===== EXCERPTED RECORDS =====

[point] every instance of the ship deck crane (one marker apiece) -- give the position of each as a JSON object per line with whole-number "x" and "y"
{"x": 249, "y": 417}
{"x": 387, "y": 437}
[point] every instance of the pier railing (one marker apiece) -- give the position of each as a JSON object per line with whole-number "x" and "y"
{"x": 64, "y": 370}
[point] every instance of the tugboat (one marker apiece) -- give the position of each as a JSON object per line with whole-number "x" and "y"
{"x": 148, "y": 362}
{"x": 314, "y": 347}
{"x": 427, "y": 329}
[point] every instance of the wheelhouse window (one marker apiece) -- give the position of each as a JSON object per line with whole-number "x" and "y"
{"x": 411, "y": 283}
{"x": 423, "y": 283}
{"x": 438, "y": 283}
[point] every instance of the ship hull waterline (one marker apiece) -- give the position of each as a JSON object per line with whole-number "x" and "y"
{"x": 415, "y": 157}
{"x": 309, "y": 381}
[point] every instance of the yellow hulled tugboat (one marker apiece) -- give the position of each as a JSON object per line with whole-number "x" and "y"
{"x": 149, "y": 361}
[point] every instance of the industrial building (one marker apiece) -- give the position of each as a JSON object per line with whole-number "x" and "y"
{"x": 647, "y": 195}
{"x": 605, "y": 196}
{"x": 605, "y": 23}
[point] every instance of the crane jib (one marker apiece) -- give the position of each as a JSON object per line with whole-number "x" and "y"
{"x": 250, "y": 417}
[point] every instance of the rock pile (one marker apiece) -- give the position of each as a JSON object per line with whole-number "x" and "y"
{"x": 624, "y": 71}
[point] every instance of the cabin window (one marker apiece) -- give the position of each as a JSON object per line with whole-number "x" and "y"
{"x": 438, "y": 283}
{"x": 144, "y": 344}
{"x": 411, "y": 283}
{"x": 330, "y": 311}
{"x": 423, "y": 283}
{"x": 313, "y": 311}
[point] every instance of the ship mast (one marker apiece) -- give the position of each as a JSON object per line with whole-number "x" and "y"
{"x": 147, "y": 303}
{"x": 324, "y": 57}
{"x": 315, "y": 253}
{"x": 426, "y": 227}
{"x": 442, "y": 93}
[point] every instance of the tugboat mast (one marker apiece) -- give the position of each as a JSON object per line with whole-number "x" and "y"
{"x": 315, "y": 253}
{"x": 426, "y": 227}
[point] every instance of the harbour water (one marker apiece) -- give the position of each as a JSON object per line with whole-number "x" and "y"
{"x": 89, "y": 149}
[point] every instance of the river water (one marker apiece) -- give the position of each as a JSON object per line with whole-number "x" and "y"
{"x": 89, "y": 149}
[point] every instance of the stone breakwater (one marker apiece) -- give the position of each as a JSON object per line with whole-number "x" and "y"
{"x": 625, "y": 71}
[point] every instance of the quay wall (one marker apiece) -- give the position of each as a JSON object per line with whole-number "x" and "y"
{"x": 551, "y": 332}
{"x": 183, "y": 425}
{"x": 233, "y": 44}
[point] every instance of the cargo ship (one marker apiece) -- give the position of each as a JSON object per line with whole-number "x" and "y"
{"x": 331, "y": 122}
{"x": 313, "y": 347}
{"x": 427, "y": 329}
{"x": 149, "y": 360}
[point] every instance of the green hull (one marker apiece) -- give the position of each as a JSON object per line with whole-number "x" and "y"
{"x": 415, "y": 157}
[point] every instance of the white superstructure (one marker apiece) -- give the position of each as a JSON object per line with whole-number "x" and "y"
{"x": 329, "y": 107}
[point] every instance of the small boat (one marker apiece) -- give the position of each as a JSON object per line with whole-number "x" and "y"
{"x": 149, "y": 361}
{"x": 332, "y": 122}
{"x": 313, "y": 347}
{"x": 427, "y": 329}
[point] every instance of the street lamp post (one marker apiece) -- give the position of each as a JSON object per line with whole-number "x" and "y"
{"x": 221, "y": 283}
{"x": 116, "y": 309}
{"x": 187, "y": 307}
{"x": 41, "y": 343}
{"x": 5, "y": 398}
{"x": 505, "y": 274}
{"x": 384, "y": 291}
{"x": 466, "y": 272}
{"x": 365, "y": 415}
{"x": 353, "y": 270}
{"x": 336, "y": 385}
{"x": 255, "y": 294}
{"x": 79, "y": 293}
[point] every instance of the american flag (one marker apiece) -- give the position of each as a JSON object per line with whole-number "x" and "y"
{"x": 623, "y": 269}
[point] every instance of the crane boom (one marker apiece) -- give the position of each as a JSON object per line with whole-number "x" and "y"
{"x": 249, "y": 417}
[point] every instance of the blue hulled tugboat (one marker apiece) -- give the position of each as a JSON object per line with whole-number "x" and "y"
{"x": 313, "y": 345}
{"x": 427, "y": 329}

=====

Repeat each of the entries exactly as written.

• [ANSWER TO THIS TASK]
[point] every instance of the ship deck crane (one marker apiece) -- give the position of each as a JSON object per line with whole-number "x" and "y"
{"x": 249, "y": 417}
{"x": 387, "y": 437}
[point] every instance of the pier railing (one marker apiece) -- give the position of each as a JSON object per line with whole-number "x" and "y"
{"x": 64, "y": 370}
[point] every instance of the tugboat (one marker apiece) -- give the position of each as a JSON object per line with whole-number "x" and "y"
{"x": 148, "y": 362}
{"x": 314, "y": 347}
{"x": 427, "y": 329}
[point] every instance of the wheelhouse window (one marker apiece) -- give the position of each as a JSON object per line with whole-number "x" and "y"
{"x": 411, "y": 283}
{"x": 423, "y": 283}
{"x": 438, "y": 283}
[point] every instance of the ship hull waterline (one marker apiece) -- give the position of each as a JSON object per line with whole-number "x" and "y"
{"x": 415, "y": 157}
{"x": 309, "y": 381}
[point] every instance of the yellow hulled tugboat (one marker apiece) -- give the position of each as a JSON object per line with whole-number "x" and "y"
{"x": 149, "y": 361}
[point] every instance of the industrial building (one marker apiece) -- give the position of each as a JSON object per line with whole-number "x" and "y"
{"x": 647, "y": 195}
{"x": 605, "y": 196}
{"x": 605, "y": 23}
[point] every instance of the crane jib (one marker apiece) -- give the position of each as a JSON object per line with whole-number "x" and "y"
{"x": 250, "y": 417}
[point] every instance of the rock pile (one marker apiece) -- give the position of each as a JSON object per line with whole-number "x" and "y"
{"x": 624, "y": 71}
[point] every instance of the cabin window (one marker apiece) -- give the position of each as a JSON object per line with whole-number "x" and "y"
{"x": 438, "y": 283}
{"x": 144, "y": 344}
{"x": 411, "y": 283}
{"x": 330, "y": 311}
{"x": 423, "y": 283}
{"x": 313, "y": 311}
[point] every instance of the ship mast (one marker apiece) -- give the position of each as a JSON object per line with whole-number "x" and "y"
{"x": 147, "y": 303}
{"x": 324, "y": 57}
{"x": 315, "y": 253}
{"x": 426, "y": 227}
{"x": 442, "y": 93}
[point] every instance of the tugboat mast (one marker apiece) -- give the position of each as a JSON object per line with whole-number "x" and "y"
{"x": 315, "y": 253}
{"x": 426, "y": 227}
[point] every instance of the harbour water (one marker apiece) -- give the position of each as a JSON object per line with whole-number "x" and "y"
{"x": 89, "y": 149}
[point] every instance of the river water (one marker apiece) -- give the position of each as a JSON object per line with whole-number "x" and "y"
{"x": 89, "y": 149}
[point] every instance of the stone breakwater (one marker apiece) -- give the position of each as a JSON object per line with whole-number "x" and "y"
{"x": 625, "y": 71}
[point] every instance of the quay wall (one marker apiece) -- give the position of each as a JSON object per line with whole-number "x" and "y"
{"x": 551, "y": 332}
{"x": 183, "y": 425}
{"x": 233, "y": 44}
[point] every instance of the cargo ship (one marker apiece) -- give the position of each as a JSON object per line with whole-number "x" and "y"
{"x": 331, "y": 122}
{"x": 313, "y": 347}
{"x": 427, "y": 329}
{"x": 149, "y": 360}
[point] every instance of the green hull (one marker apiece) -- give the position of each as a JSON object per line with whole-number "x" and "y"
{"x": 415, "y": 157}
[point] every instance of the white superstructure (one marker apiece) -- give the position of each as a JSON object per line with whole-number "x" and "y"
{"x": 329, "y": 107}
[point] every instance of the small boat (one marker apiece) -- give the position of each as a JSON object per line with whole-number "x" and "y"
{"x": 149, "y": 361}
{"x": 332, "y": 122}
{"x": 313, "y": 347}
{"x": 427, "y": 329}
[point] every instance of the street lamp post (one marker apiece) -- give the position of each as a JSON object per line with whole-number "x" and "y"
{"x": 221, "y": 283}
{"x": 116, "y": 309}
{"x": 187, "y": 307}
{"x": 41, "y": 343}
{"x": 5, "y": 398}
{"x": 505, "y": 274}
{"x": 384, "y": 291}
{"x": 466, "y": 272}
{"x": 365, "y": 415}
{"x": 353, "y": 270}
{"x": 336, "y": 385}
{"x": 255, "y": 294}
{"x": 79, "y": 293}
[point] every instance of the american flag (one marker apiece) -- give the position of each as a JSON object per line with whole-number "x" and "y"
{"x": 623, "y": 269}
[point] every instance of the crane boom (one marker apiece) -- give the position of each as a JSON object per line with whole-number "x" and "y"
{"x": 249, "y": 417}
[point] every instance of the blue hulled tugboat (one marker apiece) -- give the position of each as a JSON object per line with whole-number "x" and "y"
{"x": 313, "y": 345}
{"x": 427, "y": 329}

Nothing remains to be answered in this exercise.